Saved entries
******************************

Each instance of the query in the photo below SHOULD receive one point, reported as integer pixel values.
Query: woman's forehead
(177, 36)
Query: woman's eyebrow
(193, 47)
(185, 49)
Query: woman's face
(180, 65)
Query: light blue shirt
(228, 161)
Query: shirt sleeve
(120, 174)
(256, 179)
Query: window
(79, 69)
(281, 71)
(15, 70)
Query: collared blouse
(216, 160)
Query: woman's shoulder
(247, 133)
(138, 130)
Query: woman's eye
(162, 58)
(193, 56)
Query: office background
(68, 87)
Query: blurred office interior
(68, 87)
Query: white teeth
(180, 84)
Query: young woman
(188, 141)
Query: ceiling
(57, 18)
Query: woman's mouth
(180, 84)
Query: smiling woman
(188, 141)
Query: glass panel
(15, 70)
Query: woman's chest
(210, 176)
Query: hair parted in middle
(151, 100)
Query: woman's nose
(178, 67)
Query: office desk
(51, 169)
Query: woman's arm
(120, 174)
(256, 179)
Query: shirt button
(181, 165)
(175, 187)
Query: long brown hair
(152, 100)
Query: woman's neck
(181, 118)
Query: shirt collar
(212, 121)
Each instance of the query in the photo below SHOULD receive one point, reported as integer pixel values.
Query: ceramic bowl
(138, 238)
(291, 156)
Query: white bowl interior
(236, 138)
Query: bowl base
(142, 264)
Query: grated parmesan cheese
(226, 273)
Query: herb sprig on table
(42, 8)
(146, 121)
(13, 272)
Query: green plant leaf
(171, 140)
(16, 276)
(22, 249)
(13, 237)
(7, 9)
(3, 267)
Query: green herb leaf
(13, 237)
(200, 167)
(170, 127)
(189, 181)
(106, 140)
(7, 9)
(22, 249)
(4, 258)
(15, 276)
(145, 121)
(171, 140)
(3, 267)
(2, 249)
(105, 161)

******************************

### HOW TO COMPLETE THIS TASK
The records above should be repeated in full, exactly as given.

### RESPONSE BOX
Each instance of the query in the photo below SHOULD receive one point, reported as integer pixel values.
Query: woman's forehead
(177, 36)
Query: woman's eyebrow
(193, 47)
(185, 49)
Query: woman's face
(180, 65)
Query: light blue shirt
(228, 161)
Query: shirt sleeve
(120, 174)
(256, 179)
Query: window
(79, 69)
(281, 71)
(15, 70)
Query: collared blouse
(216, 160)
Query: woman's shoulder
(247, 133)
(138, 130)
Query: woman's eye
(162, 58)
(193, 56)
Query: office background
(68, 87)
Query: blurred office interior
(68, 87)
Query: white teeth
(180, 84)
Query: young woman
(188, 141)
Query: ceiling
(57, 18)
Query: woman's mouth
(180, 84)
Query: smiling woman
(188, 141)
Query: glass panel
(15, 70)
Query: woman's chest
(210, 176)
Query: hair parted in middle
(151, 100)
Query: woman's nose
(178, 67)
Query: office desk
(51, 169)
Query: woman's arm
(120, 174)
(256, 179)
Query: shirt button
(181, 165)
(175, 187)
Query: long brown hair
(152, 100)
Query: woman's neck
(181, 118)
Query: shirt collar
(212, 121)
Each instance of the query in the photo below SHOULD receive one point, reported as integer pixel values.
Query: ceramic bowl
(138, 238)
(291, 156)
Query: white bowl interior
(236, 138)
Query: bowl base
(142, 264)
Query: grated parmesan cheese
(226, 273)
Query: herb sprig on table
(42, 8)
(146, 121)
(13, 272)
Query: green plant leaf
(171, 140)
(16, 276)
(22, 249)
(13, 237)
(7, 9)
(3, 267)
Query: green herb leaf
(13, 237)
(200, 167)
(170, 127)
(189, 181)
(106, 140)
(7, 9)
(22, 249)
(4, 258)
(15, 276)
(145, 121)
(171, 140)
(3, 267)
(2, 249)
(105, 161)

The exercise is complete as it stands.